- [Material for this task]:
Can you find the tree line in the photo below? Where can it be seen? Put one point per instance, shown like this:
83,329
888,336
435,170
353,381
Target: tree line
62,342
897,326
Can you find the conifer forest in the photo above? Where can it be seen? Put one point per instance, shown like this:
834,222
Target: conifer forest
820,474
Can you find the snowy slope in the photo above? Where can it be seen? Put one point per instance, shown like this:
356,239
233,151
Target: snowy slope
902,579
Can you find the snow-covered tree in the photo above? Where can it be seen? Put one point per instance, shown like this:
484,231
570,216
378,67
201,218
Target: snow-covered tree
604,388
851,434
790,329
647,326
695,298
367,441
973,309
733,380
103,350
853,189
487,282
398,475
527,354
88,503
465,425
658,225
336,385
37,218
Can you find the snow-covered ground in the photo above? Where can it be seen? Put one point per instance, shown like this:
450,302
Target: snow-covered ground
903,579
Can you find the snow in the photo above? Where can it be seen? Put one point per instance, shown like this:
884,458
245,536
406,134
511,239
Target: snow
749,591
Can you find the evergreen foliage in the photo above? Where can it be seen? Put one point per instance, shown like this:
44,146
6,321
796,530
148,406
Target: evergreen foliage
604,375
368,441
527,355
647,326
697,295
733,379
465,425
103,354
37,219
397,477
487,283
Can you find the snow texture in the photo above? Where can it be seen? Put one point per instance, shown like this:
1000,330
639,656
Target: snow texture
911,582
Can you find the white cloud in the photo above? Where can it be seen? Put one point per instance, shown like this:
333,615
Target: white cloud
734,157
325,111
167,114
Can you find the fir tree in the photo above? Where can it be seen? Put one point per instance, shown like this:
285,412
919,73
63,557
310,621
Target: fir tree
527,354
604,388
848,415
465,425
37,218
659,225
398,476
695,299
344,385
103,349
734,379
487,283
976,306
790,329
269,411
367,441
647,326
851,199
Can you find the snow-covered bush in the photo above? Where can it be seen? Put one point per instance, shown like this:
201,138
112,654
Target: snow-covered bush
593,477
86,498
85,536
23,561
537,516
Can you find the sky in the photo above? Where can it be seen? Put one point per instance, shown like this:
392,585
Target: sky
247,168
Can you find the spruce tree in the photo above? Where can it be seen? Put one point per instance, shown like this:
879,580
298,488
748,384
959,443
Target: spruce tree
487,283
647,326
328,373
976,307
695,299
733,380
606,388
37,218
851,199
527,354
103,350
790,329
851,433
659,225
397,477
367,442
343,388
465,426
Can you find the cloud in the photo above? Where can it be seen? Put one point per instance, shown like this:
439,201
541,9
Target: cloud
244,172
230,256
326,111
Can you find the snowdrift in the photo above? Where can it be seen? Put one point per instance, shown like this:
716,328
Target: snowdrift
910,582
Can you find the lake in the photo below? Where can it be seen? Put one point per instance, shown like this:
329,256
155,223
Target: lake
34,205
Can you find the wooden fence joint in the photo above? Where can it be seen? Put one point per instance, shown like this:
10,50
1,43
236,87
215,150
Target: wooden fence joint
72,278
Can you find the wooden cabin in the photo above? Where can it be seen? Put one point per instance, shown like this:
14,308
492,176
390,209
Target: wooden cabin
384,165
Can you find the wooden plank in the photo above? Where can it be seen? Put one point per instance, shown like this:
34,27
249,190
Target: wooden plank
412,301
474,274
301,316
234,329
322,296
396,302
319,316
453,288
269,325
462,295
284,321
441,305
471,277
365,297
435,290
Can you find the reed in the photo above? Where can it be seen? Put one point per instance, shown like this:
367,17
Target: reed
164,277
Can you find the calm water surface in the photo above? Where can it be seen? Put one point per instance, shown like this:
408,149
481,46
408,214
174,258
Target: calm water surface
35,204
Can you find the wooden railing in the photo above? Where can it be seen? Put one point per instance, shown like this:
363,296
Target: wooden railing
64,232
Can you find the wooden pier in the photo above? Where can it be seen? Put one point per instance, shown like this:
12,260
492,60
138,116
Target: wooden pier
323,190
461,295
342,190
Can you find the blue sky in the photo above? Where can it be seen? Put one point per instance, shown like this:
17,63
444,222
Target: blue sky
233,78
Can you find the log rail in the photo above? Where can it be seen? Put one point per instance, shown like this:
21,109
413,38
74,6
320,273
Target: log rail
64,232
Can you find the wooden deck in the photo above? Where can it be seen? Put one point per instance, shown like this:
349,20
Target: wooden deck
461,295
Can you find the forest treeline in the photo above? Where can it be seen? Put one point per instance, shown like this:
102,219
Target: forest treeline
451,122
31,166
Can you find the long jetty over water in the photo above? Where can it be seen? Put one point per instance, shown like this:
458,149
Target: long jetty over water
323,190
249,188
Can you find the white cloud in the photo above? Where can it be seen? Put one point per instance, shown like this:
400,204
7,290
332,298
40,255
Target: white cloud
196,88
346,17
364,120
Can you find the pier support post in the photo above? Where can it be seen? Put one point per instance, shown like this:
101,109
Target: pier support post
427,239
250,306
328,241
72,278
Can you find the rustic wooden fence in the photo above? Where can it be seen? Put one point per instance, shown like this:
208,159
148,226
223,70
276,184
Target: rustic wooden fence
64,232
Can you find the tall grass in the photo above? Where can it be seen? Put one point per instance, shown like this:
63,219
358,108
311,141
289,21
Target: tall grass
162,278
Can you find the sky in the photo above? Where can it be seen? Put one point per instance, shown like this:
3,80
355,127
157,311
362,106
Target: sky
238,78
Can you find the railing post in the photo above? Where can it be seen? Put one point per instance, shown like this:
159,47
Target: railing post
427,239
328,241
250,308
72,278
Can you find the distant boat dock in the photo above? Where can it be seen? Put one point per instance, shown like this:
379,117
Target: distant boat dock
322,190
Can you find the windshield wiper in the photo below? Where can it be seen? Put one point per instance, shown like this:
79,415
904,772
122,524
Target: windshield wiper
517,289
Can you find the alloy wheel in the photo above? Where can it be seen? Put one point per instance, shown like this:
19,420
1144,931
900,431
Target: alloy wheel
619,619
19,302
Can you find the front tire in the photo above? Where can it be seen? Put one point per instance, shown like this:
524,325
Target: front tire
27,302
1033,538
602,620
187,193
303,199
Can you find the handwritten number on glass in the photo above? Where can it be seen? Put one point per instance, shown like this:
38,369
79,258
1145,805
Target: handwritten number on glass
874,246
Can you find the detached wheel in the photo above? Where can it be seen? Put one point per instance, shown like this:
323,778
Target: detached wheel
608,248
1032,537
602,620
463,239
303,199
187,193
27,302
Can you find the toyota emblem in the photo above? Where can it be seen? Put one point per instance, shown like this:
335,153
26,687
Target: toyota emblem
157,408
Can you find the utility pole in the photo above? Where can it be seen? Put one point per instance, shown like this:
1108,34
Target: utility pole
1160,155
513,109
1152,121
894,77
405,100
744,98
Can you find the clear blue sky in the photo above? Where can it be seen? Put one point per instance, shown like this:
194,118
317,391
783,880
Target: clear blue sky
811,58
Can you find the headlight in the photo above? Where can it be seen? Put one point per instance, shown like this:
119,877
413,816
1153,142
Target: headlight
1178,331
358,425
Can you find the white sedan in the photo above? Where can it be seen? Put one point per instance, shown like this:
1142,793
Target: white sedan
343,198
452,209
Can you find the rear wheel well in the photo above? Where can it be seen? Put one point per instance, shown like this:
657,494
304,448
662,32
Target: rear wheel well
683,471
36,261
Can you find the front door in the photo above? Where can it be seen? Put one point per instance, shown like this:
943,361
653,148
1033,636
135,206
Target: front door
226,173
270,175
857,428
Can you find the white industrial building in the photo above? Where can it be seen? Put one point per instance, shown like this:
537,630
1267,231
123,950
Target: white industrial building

- [Task requirements]:
Look for the word "industrial" in the listing above, and copy every line where you find it.

- [Solution for this problem]:
Can you find the white industrial building in the photo above? Where can it be seen? Put one point per instance, shown like this:
Target: white industrial building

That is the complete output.